Unter den Fittichen von Vachas Stadtführer Joachim Höland wurden die Probanden in den vergangenen Monaten geschult, wobei sie mit dem nötigen Rüstzeug versehen wurden, inklusive kleiner Prüfungen. Auch eine Nachtwächterwanderung mit Joachim Höland in Vacha stand kürzlich auf dem Programm. Sogar eine interessierte Führerin aus Pferdsdorf zählt zum Vachaer Stadtführerlehrgang und wird dann in ihrem Heimatort auf Tour gehen.

Ort, in dem die Zitronen blühen

Eine der Prüfungen für alle ist natürlich ein Rundgang im heimischen Terrain mit ausführlicher Berichterstattung zu historischen Dingen vor Ort. Als Erster musste Mike Steinhauer in Völkershausen Farbe bekennen. Auf den Spuren der „Klepfer“ (Klöpfer), wie die Völkershäuser weithin genannt werden, machte er sich mit seinen gleichgesinnten Lehrgangskollegen auf den Weg durch den Ort, „in dem die Zitronen blüh’n“, wie man erfahren kann.

Der Spitzname Klepfer der Dorfbewohner rührt daher, dass sie in früheren ärmlichen Zeiten von Tür zu Tür zogen und dort anklopften, um nach Almosen zu fragen. Ebenso wusste Mike Steinhauer in der Michaeliskirche von der bekannten Völkershäuser Taufe zu berichten. Als der Pfarrer einst den Vater des Täuflings nach dessen künftigem Namen befragte, nannte dieser den Namen Felix für den Spross und erklärte sogleich: Felix – F wie Fellgerschhüse, E wie Eillekännche, I wie Isenach, L wie Lektrisch Licht und X wie Xangsverein. Dass zwei im örtlichen Rhöner Platt nicht gleich zwei ist, belegt die Tatsche, dass es heißt: Zwej Männer, zwou Wiewer (Frauen) oder zwä Käng (Kinder), wie Mike Steinhauer erzählte.

Dem Backhausrecht zufolge durfte am Wohnhaus einst ein Anbau als Backhaus errichtet werden, auch wenn dieser auf des Nachbars Grundstück erfolgte, was heute noch am Haus der alten Schmiede erkennbar ist. Warum dies so war, kann aber nicht mehr belegt werden; eine kuriose Besonderheit ist es aber allemal.

Aus Kurbetrieb wurde nichts

Weiter ging der Rundgang zum ehemaligen Schlossbereich und zur Meierei mit allen noch vorhandenen Gebäuden und den Begebenheiten dieser historischen Stätte, wo ein gewisser Doktor Greef einen Kurbetrieb installieren wollte. Verschiedene Springbrunnen, ein Irrgarten und kleine Wasserfälle waren zur Belustigung schon vorhanden. Heute zeugt der damals angelegte Kastanienwald noch von dieser Ära.

* _DATEN_:
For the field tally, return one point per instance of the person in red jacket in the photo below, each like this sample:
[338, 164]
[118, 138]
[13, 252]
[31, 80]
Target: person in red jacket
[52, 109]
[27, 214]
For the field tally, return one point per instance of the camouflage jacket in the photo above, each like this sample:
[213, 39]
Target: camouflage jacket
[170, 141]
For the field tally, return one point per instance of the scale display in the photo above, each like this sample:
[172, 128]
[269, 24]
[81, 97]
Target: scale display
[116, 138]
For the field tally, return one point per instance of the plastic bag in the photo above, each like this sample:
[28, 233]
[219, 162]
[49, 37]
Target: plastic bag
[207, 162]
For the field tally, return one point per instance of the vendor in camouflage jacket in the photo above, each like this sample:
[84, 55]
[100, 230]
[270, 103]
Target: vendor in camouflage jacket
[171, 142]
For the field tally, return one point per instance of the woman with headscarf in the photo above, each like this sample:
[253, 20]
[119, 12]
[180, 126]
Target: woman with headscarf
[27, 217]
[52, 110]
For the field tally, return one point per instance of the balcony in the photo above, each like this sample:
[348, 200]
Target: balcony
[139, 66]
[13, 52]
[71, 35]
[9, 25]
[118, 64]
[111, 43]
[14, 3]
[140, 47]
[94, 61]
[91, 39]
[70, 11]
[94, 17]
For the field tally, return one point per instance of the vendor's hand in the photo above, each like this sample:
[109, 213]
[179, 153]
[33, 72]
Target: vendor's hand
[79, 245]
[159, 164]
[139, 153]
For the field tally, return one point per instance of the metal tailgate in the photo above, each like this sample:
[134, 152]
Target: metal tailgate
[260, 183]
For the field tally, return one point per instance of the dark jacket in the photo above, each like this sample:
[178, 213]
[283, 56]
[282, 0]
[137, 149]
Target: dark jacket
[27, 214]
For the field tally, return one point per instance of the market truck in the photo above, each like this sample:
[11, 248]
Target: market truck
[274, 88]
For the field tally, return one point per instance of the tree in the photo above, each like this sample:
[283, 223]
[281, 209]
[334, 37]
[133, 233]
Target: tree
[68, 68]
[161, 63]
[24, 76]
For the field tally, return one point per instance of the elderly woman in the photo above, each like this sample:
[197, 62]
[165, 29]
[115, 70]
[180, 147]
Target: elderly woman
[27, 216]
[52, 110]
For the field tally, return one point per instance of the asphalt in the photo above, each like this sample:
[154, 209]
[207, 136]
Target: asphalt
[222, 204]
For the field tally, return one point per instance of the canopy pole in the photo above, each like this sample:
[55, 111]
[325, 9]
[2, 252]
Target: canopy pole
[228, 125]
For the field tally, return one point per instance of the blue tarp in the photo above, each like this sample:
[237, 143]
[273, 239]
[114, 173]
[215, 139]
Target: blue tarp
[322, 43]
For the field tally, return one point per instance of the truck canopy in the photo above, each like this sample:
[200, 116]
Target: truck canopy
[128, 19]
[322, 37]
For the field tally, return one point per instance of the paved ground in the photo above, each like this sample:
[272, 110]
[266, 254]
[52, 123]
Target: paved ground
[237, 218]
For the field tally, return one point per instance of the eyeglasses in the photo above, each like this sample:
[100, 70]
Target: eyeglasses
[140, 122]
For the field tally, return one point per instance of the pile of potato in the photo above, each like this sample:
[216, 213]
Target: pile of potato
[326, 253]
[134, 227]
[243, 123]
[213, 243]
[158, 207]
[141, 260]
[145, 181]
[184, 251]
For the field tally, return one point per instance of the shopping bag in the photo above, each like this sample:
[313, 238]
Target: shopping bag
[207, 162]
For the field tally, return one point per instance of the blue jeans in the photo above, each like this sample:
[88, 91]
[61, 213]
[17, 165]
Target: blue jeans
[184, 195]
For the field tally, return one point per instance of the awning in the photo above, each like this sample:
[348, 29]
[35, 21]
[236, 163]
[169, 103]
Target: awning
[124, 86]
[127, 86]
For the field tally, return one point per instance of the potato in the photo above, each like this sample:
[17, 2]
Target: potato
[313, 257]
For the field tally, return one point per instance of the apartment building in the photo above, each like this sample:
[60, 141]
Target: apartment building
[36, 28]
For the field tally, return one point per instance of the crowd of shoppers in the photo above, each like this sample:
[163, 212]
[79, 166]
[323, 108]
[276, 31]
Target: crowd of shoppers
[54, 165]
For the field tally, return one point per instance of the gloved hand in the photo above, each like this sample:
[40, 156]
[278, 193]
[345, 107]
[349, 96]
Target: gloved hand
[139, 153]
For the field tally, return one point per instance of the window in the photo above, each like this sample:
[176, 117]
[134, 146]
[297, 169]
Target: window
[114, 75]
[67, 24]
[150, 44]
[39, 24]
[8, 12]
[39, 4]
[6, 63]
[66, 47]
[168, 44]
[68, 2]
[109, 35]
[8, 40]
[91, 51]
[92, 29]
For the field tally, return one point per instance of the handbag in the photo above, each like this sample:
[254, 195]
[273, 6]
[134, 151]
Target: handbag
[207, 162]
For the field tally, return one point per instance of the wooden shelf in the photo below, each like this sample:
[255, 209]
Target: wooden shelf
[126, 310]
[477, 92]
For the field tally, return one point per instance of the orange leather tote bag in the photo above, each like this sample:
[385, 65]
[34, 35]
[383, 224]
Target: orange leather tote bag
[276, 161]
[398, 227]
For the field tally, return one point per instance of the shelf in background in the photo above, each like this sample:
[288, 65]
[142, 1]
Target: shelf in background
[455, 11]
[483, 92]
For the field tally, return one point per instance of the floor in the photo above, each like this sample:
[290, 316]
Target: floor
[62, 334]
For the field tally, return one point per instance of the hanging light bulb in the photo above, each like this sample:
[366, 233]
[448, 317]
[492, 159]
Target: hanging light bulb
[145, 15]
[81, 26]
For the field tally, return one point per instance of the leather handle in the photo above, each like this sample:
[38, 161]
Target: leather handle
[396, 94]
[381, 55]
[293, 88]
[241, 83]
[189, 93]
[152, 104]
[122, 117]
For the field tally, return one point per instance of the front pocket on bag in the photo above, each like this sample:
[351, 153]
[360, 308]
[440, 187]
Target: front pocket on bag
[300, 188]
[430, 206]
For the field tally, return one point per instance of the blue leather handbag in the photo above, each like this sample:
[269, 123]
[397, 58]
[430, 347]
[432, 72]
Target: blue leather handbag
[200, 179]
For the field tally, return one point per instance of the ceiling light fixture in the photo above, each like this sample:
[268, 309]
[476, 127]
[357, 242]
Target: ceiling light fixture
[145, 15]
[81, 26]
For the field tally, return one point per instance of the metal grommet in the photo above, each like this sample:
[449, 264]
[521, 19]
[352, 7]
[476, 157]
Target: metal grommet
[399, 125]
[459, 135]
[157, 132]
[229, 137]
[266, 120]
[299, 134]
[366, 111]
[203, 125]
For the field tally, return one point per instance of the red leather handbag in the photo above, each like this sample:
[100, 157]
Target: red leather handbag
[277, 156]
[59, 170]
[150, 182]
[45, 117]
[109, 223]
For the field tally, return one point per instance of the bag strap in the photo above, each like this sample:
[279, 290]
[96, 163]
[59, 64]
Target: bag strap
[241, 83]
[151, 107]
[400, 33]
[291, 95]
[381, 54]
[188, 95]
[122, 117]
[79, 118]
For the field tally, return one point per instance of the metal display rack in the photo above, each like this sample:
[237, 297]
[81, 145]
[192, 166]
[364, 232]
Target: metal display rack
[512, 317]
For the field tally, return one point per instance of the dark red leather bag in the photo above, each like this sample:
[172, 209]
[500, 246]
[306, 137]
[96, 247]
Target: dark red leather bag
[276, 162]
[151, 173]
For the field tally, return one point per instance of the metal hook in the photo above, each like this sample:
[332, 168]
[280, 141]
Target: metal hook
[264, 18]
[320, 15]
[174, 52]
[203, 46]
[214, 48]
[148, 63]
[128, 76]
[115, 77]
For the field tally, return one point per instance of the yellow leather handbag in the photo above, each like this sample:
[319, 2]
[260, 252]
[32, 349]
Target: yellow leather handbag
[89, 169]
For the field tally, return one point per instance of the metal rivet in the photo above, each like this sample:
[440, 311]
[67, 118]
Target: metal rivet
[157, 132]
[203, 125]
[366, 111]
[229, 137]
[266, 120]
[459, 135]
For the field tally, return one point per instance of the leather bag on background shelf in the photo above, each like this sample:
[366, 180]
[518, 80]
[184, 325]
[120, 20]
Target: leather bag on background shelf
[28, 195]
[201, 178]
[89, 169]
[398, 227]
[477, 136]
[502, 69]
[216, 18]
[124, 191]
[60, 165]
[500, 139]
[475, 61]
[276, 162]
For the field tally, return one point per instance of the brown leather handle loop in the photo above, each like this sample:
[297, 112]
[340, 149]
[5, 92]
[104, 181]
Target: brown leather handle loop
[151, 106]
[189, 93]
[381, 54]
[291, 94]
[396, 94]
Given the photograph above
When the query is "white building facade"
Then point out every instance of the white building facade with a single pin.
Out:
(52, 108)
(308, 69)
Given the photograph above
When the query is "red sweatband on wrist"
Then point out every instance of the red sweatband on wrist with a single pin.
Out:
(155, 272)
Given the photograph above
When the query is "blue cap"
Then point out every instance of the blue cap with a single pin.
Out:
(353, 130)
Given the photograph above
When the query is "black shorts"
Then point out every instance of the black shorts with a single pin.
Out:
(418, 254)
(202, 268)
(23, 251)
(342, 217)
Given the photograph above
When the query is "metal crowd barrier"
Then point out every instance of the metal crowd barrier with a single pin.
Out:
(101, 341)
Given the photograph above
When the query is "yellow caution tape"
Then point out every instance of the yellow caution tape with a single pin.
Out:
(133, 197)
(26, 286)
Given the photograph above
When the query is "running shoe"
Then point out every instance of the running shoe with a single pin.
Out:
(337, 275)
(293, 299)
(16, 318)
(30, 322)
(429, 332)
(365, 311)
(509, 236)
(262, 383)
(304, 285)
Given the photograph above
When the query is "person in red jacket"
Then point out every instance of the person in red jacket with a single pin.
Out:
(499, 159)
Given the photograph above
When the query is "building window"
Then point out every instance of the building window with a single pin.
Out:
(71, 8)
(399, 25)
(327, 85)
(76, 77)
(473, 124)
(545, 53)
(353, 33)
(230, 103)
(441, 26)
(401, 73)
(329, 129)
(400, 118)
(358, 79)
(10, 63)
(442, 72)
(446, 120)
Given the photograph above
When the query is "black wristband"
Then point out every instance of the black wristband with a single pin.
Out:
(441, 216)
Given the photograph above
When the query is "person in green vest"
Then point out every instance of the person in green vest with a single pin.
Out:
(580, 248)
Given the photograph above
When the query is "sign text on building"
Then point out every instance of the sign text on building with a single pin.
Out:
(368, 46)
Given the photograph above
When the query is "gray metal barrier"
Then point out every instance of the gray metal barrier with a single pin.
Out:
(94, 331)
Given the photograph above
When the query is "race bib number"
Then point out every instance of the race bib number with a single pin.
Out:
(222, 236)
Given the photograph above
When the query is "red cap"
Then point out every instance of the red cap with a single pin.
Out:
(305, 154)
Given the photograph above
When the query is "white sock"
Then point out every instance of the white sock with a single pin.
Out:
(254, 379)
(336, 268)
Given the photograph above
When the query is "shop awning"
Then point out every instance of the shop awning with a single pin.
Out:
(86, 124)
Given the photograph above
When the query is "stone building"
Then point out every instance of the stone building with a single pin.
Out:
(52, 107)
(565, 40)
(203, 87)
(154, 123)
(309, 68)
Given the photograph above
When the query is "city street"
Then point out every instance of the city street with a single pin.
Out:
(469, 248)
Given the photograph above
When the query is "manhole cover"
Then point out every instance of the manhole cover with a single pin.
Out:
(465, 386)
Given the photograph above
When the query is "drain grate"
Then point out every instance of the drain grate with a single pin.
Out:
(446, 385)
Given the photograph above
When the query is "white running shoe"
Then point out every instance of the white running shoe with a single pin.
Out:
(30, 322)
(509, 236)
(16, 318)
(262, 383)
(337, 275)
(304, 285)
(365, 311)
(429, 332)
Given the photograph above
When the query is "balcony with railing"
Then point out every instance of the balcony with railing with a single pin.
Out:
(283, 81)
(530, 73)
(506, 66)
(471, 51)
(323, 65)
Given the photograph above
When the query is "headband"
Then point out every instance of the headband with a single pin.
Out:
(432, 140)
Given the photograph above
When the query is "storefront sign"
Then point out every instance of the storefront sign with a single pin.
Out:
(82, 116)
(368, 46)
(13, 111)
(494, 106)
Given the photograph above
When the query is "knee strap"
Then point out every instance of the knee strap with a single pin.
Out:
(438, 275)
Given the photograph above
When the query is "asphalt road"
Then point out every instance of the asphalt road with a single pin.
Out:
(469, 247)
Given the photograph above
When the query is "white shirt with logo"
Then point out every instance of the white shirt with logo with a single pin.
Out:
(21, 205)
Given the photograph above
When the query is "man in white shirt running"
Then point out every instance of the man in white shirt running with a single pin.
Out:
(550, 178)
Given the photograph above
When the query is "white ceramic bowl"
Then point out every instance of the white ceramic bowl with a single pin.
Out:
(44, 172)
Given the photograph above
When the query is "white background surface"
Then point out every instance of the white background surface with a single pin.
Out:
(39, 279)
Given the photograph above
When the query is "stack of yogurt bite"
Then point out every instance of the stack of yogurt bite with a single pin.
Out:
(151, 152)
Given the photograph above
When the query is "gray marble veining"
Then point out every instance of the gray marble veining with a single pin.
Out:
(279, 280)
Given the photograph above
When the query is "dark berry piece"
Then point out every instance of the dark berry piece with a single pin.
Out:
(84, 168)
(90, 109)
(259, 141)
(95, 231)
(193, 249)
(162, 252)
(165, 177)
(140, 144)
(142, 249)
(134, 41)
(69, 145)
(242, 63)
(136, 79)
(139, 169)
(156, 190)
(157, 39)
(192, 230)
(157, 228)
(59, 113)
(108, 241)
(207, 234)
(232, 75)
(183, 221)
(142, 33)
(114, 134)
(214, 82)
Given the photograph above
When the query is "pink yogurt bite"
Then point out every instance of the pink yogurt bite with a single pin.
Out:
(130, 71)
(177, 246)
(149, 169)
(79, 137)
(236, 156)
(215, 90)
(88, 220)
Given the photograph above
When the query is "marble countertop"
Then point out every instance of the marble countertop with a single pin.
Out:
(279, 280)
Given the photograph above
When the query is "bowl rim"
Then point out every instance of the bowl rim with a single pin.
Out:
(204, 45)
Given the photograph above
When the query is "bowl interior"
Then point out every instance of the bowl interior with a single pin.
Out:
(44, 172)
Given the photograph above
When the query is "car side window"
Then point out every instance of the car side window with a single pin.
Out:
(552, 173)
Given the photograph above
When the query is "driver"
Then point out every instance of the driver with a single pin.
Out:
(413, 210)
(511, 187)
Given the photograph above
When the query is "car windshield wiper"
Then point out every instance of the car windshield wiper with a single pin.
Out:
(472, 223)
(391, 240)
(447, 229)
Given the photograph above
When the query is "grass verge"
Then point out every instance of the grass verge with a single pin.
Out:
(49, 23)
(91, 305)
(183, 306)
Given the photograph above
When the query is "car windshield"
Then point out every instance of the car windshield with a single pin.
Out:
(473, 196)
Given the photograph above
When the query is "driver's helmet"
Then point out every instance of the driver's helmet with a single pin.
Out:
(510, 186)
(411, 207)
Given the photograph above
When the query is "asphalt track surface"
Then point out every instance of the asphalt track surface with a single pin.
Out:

* _ZU ERLEDIGEN_:
Schreibe aus dem Text über den Rundgang in Völkershausen die Stelle zwischen „Unter den Fittichen“ und „auf Tour gehen.“ einschließlich wortgetreu ab. Verwende nur den Text.

* _ERGEBNIS_:
Unter den Fittichen von Vachas Stadtführer Joachim Höland wurden die Probanden in den vergangenen Monaten geschult, wobei sie mit dem nötigen Rüstzeug versehen wurden, inklusive kleiner Prüfungen. Auch eine Nachtwächterwanderung mit Joachim Höland in Vacha stand kürzlich auf dem Programm. Sogar eine interessierte Führerin aus Pferdsdorf zählt zum Vachaer Stadtführerlehrgang und wird dann in ihrem Heimatort auf Tour gehen.